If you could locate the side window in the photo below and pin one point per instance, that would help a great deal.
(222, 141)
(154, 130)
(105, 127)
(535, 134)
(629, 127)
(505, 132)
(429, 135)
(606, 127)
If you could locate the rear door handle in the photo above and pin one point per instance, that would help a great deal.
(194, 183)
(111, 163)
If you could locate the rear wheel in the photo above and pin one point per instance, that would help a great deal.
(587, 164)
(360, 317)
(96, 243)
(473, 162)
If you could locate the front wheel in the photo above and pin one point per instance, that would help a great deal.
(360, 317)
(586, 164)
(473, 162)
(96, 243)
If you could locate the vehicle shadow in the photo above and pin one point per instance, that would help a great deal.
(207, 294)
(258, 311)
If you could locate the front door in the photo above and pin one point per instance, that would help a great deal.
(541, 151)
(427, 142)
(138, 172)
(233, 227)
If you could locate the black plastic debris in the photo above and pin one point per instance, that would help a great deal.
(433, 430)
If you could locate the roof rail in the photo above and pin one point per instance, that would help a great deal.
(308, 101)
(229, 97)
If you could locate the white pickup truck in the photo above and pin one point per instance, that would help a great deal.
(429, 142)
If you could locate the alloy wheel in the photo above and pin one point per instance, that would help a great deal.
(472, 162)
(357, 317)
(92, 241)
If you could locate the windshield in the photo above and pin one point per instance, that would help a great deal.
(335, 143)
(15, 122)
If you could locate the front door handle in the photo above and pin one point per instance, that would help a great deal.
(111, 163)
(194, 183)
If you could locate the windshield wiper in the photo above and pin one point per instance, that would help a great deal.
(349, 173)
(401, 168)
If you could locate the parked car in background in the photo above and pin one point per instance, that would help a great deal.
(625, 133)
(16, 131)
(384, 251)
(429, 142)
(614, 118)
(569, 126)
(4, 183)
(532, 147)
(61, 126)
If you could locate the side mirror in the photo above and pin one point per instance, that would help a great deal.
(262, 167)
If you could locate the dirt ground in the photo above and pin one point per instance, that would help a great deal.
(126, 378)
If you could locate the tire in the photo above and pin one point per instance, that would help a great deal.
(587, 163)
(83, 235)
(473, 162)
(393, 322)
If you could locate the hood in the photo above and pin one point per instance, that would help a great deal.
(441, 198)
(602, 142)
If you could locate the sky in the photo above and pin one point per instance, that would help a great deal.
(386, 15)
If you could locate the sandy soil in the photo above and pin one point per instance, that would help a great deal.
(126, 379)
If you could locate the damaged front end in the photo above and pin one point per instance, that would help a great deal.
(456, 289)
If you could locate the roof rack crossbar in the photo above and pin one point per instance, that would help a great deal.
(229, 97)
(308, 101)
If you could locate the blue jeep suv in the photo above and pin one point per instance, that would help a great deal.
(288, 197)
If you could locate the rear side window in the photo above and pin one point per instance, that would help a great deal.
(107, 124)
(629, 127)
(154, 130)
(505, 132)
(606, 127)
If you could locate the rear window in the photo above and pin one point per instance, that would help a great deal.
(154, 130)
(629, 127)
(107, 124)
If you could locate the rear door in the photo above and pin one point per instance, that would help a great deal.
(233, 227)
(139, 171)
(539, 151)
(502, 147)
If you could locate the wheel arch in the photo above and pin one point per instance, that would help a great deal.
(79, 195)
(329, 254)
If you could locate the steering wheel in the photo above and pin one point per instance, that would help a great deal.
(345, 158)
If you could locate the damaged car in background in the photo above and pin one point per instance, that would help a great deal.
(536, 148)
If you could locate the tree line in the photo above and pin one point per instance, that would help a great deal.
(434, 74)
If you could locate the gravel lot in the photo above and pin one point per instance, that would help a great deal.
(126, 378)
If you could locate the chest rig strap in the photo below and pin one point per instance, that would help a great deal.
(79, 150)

Your goal => Go through the data and return every record exactly.

Result of this exercise =>
If you could locate the side window in the photo below and pin one point per instance, that would help a great deal.
(222, 141)
(154, 130)
(105, 127)
(535, 134)
(629, 127)
(505, 132)
(429, 135)
(606, 127)
If you could locate the rear door handle in the photo above and pin one point per instance, that would help a great deal.
(194, 183)
(111, 163)
If you could locate the rear wheel in the photo above and pin one point per instance, that would help a great deal.
(587, 164)
(360, 317)
(96, 243)
(473, 162)
If you could locate the front wheel in the photo above and pin one point per instance, that would help a great deal.
(360, 317)
(586, 164)
(473, 162)
(96, 243)
If you could locate the vehicle shadow in the photo above and pin one point per instance, that would help a great deal.
(207, 294)
(258, 311)
If you could locate the front door in the photo above and pin one point per instance, that would help a great deal.
(541, 151)
(427, 142)
(138, 172)
(233, 227)
If you could locate the black plastic debris in the photo above and pin one point per instance, that would help a great deal.
(433, 430)
If you could locate the roof rail in the photo above and pin one point per instance, that would help a great deal.
(308, 101)
(229, 97)
If you could locate the white pickup truck in the photo above and pin one point per instance, that would help a great deal.
(429, 142)
If you could locate the alloy wheel in the photo above and pin one point per instance, that would help a great deal.
(472, 162)
(357, 317)
(92, 241)
If you could locate the windshield in the photo above and pin one point per instance, that would help a great deal.
(335, 143)
(15, 122)
If you could locate the front door handle in the photo above and pin one point per instance, that would help a great deal.
(111, 163)
(194, 183)
If you could locate the windshield wiper in the photo above and pin one point per instance, that would help a great deal.
(349, 173)
(401, 168)
If you could locate the parked car in background in the photo above and pin one point per instance, that would help a great deal.
(625, 133)
(16, 131)
(384, 251)
(429, 142)
(614, 118)
(569, 126)
(4, 183)
(532, 147)
(61, 126)
If you could locate the side mirror in the photo above and pin one point per instance, that would help a great deal.
(262, 167)
If you could locate the dirt ground in the photo above and pin one point per instance, that would help a great deal.
(126, 378)
If you could locate the tire in the photo above and pin one point per instance, that would help a great deal.
(587, 163)
(83, 235)
(473, 162)
(393, 322)
If you could locate the hood in the photo above and pin one point per instance, that would help a great deal.
(441, 198)
(602, 142)
If you could locate the sky in the photo above and pin one point per instance, that would help a great deal.
(386, 15)
If you could locate the sandy soil in the photo above and pin one point per instance, that would help a great deal.
(126, 379)
If you could locate the damaged front end in the photo above and pin one point per instance, that would help a great deal.
(456, 289)
If you could locate the roof rack crossbar in the photo above and pin one point per instance, that would help a great deal.
(229, 97)
(308, 101)
If you could locate the blue jeep suv in the photo above and pin one point per instance, that would help a great deal.
(288, 197)
If you could locate the rear side window in the photo above and pin one point per instance, that would help a great deal.
(107, 124)
(629, 127)
(154, 130)
(505, 132)
(606, 127)
If you could locate the rear window in the photo above and pin one point per instance, that would help a great deal.
(154, 130)
(629, 127)
(107, 124)
If you could locate the rear door in the photo above and pin one point per instance, that would help a great deal.
(233, 227)
(139, 171)
(539, 151)
(502, 147)
If you could locate the wheel arch in the photo above and pin one point per instance, that would help a great deal.
(79, 195)
(329, 254)
If you could locate the steering wheel in the photo above and pin one point per instance, that would help a great deal.
(345, 158)
If you could locate the damaged car in background in the photo above and pin one point per instance, that would help a great deal.
(536, 148)
If you could locate the tree line in the photo above and pin one point per instance, that would help a great deal.
(434, 74)
If you could locate the gravel lot in the photo above and pin one point per instance, that would help a great deal.
(126, 378)
If you could locate the chest rig strap in the photo below and pin one point per instance, that would help a great deal.
(79, 150)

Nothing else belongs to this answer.